● **SET EXERCISE**
Copy verbatim the lines of the items below, from the line containing "Where can you spot the leafy" through the last line of the items, including both ends.

⁂

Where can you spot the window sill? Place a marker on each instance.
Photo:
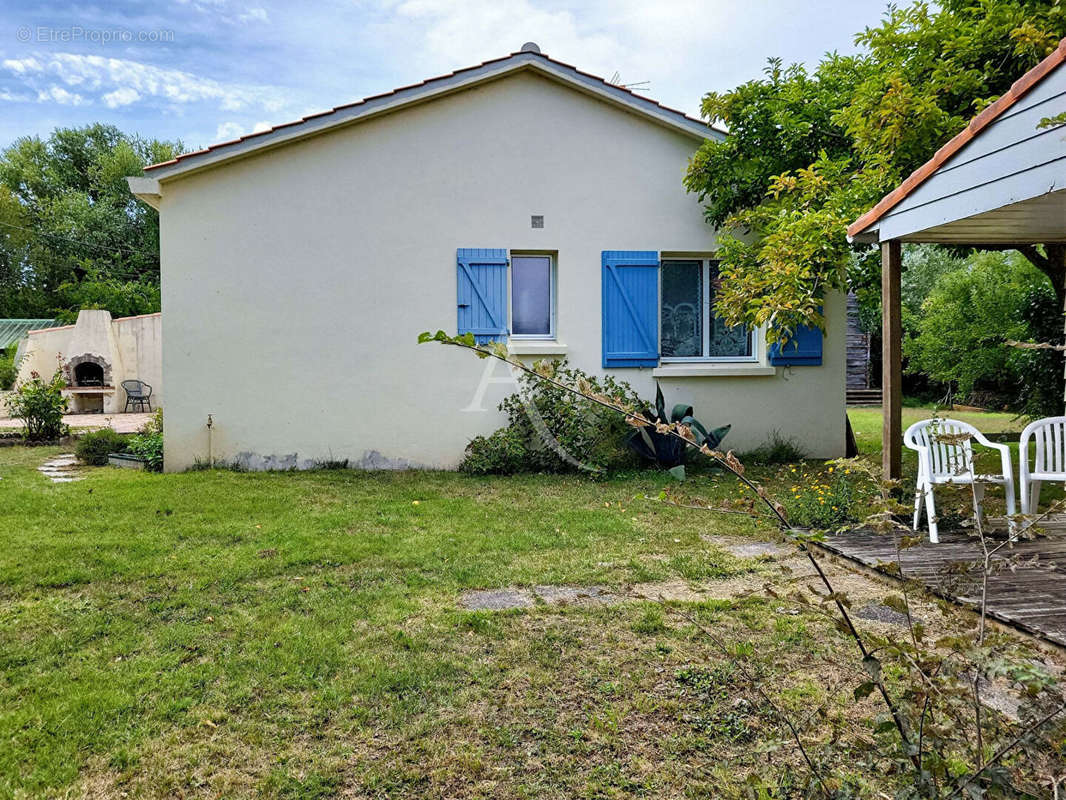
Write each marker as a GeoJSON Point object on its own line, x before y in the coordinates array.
{"type": "Point", "coordinates": [721, 369]}
{"type": "Point", "coordinates": [536, 347]}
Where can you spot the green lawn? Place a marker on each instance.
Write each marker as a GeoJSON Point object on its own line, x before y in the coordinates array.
{"type": "Point", "coordinates": [867, 422]}
{"type": "Point", "coordinates": [300, 635]}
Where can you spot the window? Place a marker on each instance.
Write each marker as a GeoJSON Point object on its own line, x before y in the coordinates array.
{"type": "Point", "coordinates": [532, 298]}
{"type": "Point", "coordinates": [691, 331]}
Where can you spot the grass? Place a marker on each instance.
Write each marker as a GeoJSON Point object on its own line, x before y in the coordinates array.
{"type": "Point", "coordinates": [867, 425]}
{"type": "Point", "coordinates": [299, 635]}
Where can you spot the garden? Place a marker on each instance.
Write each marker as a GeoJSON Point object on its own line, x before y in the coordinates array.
{"type": "Point", "coordinates": [547, 633]}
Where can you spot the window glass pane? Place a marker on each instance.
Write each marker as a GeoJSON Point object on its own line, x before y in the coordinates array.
{"type": "Point", "coordinates": [682, 324]}
{"type": "Point", "coordinates": [531, 296]}
{"type": "Point", "coordinates": [731, 341]}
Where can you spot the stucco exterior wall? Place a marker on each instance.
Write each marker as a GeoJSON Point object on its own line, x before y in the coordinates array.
{"type": "Point", "coordinates": [296, 281]}
{"type": "Point", "coordinates": [41, 349]}
{"type": "Point", "coordinates": [140, 341]}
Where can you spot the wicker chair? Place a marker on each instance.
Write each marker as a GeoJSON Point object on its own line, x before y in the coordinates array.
{"type": "Point", "coordinates": [138, 395]}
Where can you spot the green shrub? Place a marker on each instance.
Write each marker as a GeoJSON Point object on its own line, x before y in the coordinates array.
{"type": "Point", "coordinates": [580, 431]}
{"type": "Point", "coordinates": [155, 425]}
{"type": "Point", "coordinates": [41, 405]}
{"type": "Point", "coordinates": [776, 449]}
{"type": "Point", "coordinates": [148, 444]}
{"type": "Point", "coordinates": [974, 310]}
{"type": "Point", "coordinates": [824, 499]}
{"type": "Point", "coordinates": [93, 448]}
{"type": "Point", "coordinates": [9, 370]}
{"type": "Point", "coordinates": [501, 452]}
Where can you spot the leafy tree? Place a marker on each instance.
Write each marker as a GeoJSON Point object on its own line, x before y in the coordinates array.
{"type": "Point", "coordinates": [810, 150]}
{"type": "Point", "coordinates": [122, 298]}
{"type": "Point", "coordinates": [67, 214]}
{"type": "Point", "coordinates": [966, 321]}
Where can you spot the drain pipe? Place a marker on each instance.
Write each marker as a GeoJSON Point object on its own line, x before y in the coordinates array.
{"type": "Point", "coordinates": [210, 450]}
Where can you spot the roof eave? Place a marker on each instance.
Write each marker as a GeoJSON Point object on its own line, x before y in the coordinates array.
{"type": "Point", "coordinates": [1018, 90]}
{"type": "Point", "coordinates": [373, 107]}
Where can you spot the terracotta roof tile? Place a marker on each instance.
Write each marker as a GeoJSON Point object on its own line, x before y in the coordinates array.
{"type": "Point", "coordinates": [982, 121]}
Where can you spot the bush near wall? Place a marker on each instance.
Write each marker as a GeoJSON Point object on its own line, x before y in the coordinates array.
{"type": "Point", "coordinates": [585, 432]}
{"type": "Point", "coordinates": [148, 443]}
{"type": "Point", "coordinates": [41, 405]}
{"type": "Point", "coordinates": [9, 371]}
{"type": "Point", "coordinates": [94, 448]}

⁂

● **EXERCISE ANSWER**
Where can you spot the leafy tree? Place a marker on each instance.
Write each marker as a GeoJSON Point object on its own line, x before y in the coordinates array.
{"type": "Point", "coordinates": [810, 150]}
{"type": "Point", "coordinates": [122, 298]}
{"type": "Point", "coordinates": [67, 214]}
{"type": "Point", "coordinates": [966, 321]}
Where can you spot the drain pipe? Place a marker on each instance.
Write each marker as a GeoJSON Point object on its own line, x before y in the coordinates array.
{"type": "Point", "coordinates": [210, 450]}
Where can you spot the roof eave? Place a marker on each instance.
Write each marker as a GeoJSON Point object on its own line, x before y in the coordinates array.
{"type": "Point", "coordinates": [1018, 90]}
{"type": "Point", "coordinates": [373, 107]}
Where can you spot the terracotta roof tile? Place a marker on each instance.
Write each marker as a GeoJSON Point object on its own line, x before y in the coordinates array.
{"type": "Point", "coordinates": [982, 121]}
Where can you spot the bush near wall? Place a marker on each instance.
Write each marker as a GeoJSON Point object on its own line, x before y in the coordinates array.
{"type": "Point", "coordinates": [585, 432]}
{"type": "Point", "coordinates": [148, 443]}
{"type": "Point", "coordinates": [41, 405]}
{"type": "Point", "coordinates": [9, 371]}
{"type": "Point", "coordinates": [94, 448]}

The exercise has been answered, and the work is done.